__Task requirements__
Copy every line of the items below in full, shifting each x and y point coordinate in the answers by adding -143 to it.

══════════

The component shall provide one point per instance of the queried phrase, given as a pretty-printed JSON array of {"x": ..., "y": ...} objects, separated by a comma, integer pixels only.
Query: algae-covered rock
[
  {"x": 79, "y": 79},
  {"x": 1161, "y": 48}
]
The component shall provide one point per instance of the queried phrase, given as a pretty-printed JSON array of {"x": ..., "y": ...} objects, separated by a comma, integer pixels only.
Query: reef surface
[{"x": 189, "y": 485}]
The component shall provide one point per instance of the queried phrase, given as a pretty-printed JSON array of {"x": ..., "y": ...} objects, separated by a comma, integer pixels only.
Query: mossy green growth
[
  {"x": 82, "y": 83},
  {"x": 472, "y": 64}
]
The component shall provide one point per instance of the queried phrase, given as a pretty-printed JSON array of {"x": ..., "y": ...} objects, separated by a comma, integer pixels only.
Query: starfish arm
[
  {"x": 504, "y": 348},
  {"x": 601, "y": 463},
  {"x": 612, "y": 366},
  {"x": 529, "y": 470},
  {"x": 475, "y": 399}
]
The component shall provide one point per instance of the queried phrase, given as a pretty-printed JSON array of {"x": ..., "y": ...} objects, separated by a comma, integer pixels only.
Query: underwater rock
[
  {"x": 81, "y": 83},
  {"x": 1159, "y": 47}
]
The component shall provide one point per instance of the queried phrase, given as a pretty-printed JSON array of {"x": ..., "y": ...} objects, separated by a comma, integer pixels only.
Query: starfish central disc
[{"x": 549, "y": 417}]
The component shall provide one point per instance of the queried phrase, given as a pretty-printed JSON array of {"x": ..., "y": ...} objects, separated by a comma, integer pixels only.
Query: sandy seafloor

══════════

__Answer for this exercise__
The component shall provide one point per instance of the queried phrase, given as a pretty-printed JSON array of {"x": ..., "y": ...} objects, separated by a comma, integer pixels only.
Query: algae-covered rock
[
  {"x": -64, "y": -64},
  {"x": 1018, "y": -95}
]
The component shall provide one point per instance of the queried phrase, given as a pretty-printed JSON array of {"x": ..., "y": ...} objects, separated by a comma, integer pixels only.
Query: reef surface
[{"x": 46, "y": 342}]
The component shall provide one point per instance of the queried phrase, given as a pretty-printed JSON array of {"x": ..., "y": ...} objects, separated by a comma, integer pixels only.
Query: mossy green growth
[
  {"x": -61, "y": -60},
  {"x": 329, "y": -79}
]
The component shall provide one point per instance of the queried phrase, given as a pretty-printed JSON array of {"x": ..., "y": ...} objects, separated by a comma, integer pixels only.
Query: starfish arm
[
  {"x": 361, "y": 205},
  {"x": 458, "y": 320},
  {"x": 469, "y": 223},
  {"x": 386, "y": 327},
  {"x": 332, "y": 256}
]
The component shall provide one point per instance of the queried phrase, given as a pretty-printed JSON array of {"x": ..., "y": ...} objects, separated by a comma, integer pixels only.
Query: underwater rock
[
  {"x": -62, "y": -60},
  {"x": 1016, "y": -96}
]
The component shall provide one point per instance of the queried phrase, given as a pretty-printed JSON array of {"x": ..., "y": ...} objects, separated by a comma, integer pixels only.
Query: starfish central disc
[{"x": 406, "y": 274}]
The component shall provide one point per instance of the queried phrase, given as a pretty-printed JSON array of {"x": ..., "y": ...} objects, separated by a comma, integer pixels only.
Query: sandy seafloor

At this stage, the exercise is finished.